Material for the task:

____

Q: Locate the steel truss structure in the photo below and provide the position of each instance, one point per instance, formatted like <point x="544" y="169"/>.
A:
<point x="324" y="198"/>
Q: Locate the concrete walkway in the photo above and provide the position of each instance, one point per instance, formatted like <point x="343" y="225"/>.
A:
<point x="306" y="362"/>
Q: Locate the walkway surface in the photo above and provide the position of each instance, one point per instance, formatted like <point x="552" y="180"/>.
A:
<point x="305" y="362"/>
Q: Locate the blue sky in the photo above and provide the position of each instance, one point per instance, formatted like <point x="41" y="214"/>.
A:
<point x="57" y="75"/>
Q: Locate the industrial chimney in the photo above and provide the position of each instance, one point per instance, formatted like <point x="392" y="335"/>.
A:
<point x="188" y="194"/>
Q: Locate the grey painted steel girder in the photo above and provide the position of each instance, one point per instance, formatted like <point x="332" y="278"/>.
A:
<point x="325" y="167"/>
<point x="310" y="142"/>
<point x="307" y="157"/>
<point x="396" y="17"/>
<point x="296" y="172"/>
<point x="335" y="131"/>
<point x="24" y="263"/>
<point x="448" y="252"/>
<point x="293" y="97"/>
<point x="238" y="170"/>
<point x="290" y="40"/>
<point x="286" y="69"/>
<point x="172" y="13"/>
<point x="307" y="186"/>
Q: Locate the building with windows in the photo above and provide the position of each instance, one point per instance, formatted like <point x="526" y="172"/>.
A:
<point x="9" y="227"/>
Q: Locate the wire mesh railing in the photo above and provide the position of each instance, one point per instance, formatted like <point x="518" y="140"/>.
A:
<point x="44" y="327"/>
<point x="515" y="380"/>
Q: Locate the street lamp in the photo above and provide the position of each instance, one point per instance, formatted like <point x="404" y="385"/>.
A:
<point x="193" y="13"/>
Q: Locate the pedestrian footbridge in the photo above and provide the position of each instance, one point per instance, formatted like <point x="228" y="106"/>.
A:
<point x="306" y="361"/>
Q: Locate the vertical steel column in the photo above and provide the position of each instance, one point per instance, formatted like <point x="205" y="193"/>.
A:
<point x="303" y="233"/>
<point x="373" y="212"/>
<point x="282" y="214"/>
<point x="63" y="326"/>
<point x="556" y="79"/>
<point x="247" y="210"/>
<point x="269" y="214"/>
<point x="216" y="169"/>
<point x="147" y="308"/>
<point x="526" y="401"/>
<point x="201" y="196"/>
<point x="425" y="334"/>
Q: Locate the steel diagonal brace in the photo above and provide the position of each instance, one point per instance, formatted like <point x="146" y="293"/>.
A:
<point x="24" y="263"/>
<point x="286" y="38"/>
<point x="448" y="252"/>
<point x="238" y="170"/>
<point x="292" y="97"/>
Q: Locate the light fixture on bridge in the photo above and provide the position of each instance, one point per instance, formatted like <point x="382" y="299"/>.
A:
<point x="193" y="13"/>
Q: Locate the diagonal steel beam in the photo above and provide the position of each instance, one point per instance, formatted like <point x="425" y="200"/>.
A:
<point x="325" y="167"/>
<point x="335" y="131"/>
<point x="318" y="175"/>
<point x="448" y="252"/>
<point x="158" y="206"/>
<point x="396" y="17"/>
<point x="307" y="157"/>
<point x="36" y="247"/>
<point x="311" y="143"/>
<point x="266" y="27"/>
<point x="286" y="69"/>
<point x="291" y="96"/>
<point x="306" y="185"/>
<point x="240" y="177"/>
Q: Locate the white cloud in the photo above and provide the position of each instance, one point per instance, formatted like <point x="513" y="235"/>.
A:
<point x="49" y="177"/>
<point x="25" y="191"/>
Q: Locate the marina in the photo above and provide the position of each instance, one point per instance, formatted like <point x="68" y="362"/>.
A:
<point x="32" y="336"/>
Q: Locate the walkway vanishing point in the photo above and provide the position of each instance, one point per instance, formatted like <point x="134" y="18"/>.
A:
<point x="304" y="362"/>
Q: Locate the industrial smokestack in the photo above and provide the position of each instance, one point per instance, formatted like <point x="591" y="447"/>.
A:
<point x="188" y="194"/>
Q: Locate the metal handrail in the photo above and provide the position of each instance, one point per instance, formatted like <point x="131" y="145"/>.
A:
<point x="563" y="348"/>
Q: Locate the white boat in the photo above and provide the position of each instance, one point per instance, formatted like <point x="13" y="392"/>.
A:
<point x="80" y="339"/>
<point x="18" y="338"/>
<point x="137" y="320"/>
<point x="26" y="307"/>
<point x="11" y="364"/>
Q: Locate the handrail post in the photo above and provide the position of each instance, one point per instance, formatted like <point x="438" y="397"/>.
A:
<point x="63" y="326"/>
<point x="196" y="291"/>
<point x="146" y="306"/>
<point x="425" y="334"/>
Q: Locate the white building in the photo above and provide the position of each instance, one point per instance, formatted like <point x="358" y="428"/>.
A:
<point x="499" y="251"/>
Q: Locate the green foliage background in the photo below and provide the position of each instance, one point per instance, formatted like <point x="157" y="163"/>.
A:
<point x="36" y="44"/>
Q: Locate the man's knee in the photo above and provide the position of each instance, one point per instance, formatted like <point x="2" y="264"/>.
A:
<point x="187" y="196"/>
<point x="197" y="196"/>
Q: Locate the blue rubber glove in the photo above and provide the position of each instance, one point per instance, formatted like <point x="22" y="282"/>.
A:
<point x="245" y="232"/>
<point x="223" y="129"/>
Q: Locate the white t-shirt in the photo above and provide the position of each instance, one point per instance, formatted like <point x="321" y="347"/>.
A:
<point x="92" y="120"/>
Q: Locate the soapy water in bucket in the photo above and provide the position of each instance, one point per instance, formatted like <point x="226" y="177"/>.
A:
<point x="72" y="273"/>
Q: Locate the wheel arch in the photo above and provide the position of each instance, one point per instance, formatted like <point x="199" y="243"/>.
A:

____

Requirement: Please set out the records from the line with "Q: Locate the blue rubber" through the last line as a Markdown table with the columns Row and Record text, leaving out blank lines.

Finished answer:
| Row | Record text |
|---|---|
| 1 | Q: Locate the blue rubber glove in the photo above and provide the position of each instance, one point per instance, formatted like <point x="22" y="282"/>. |
| 2 | A: |
| 3 | <point x="245" y="232"/> |
| 4 | <point x="223" y="129"/> |
| 5 | Q: Locate the white t-shirt in the photo above and provide the position of each instance, one point per instance, formatted like <point x="321" y="347"/>. |
| 6 | A: |
| 7 | <point x="92" y="120"/> |
| 8 | Q: Locate the soapy water in bucket in the photo above and provide the position of each instance, one point per instance, formatted like <point x="226" y="177"/>. |
| 9 | A: |
| 10 | <point x="72" y="273"/> |
| 11 | Q: Locate the wheel arch in the photo above and provide the position of each instance, one point per instance, formatted like <point x="199" y="243"/>. |
| 12 | A: |